PROVIDED MATERIAL |

◆ ◆ ◆ ◆ ◆

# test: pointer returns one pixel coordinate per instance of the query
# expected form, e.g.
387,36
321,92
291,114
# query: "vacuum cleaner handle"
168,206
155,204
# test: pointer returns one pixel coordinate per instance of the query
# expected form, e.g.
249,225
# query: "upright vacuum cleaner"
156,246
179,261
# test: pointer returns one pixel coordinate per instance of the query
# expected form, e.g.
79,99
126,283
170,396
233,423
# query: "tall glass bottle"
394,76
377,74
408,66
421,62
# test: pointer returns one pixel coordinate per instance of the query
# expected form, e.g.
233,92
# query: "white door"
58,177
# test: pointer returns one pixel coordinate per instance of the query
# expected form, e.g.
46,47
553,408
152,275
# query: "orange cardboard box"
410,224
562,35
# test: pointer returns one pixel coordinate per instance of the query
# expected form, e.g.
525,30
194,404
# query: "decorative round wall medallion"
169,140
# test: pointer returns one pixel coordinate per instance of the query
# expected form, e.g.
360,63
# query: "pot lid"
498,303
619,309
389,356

◆ ◆ ◆ ◆ ◆

EXERCISE PROMPT | Output every line of all the entries above as a Markdown table with the columns Row and Line. Number the rows in order and leave out blank lines.

EXERCISE RESPONSE |
| Row | Line |
|---|---|
| 1 | # test: pointer returns one pixel coordinate per instance of the query |
| 2 | # expected form, e.g. |
| 3 | 387,36 |
| 4 | 321,92 |
| 5 | 291,114 |
| 6 | # query: "vacuum cleaner handle" |
| 7 | 168,206 |
| 8 | 155,204 |
| 9 | # test: pointer returns one pixel coordinate per instance of the query |
| 10 | # expected form, e.g. |
| 11 | 249,225 |
| 12 | # query: "upright vacuum cleaner" |
| 13 | 156,246 |
| 14 | 179,261 |
| 15 | # test: pointer returns one pixel coordinate per instance of the query |
| 16 | # expected form, e.g. |
| 17 | 79,99 |
| 18 | 126,283 |
| 19 | 170,396 |
| 20 | 233,423 |
| 21 | # query: "tall glass bottle" |
| 22 | 394,76 |
| 23 | 377,74 |
| 24 | 408,66 |
| 25 | 421,62 |
| 26 | # test: pointer returns one pixel coordinate per instance of the query |
| 27 | # expected form, e.g. |
| 28 | 233,92 |
| 29 | # query: "white door" |
| 30 | 58,177 |
| 31 | # test: pointer returns one pixel coordinate per instance of the query |
| 32 | # expected form, e.g. |
| 33 | 46,47 |
| 34 | 553,408 |
| 35 | 152,275 |
| 36 | # query: "orange cardboard box" |
| 37 | 410,224 |
| 38 | 562,35 |
| 39 | # test: pointer returns one pixel coordinate per instance of the query |
| 40 | # expected form, e.g. |
| 41 | 525,30 |
| 42 | 194,404 |
| 43 | # query: "decorative round wall medallion" |
| 44 | 169,140 |
| 45 | # test: pointer returns one pixel coordinate per instance of the query |
| 46 | # expected form, e.g. |
| 47 | 360,63 |
| 48 | # query: "pot lid" |
| 49 | 498,303 |
| 50 | 619,309 |
| 51 | 389,356 |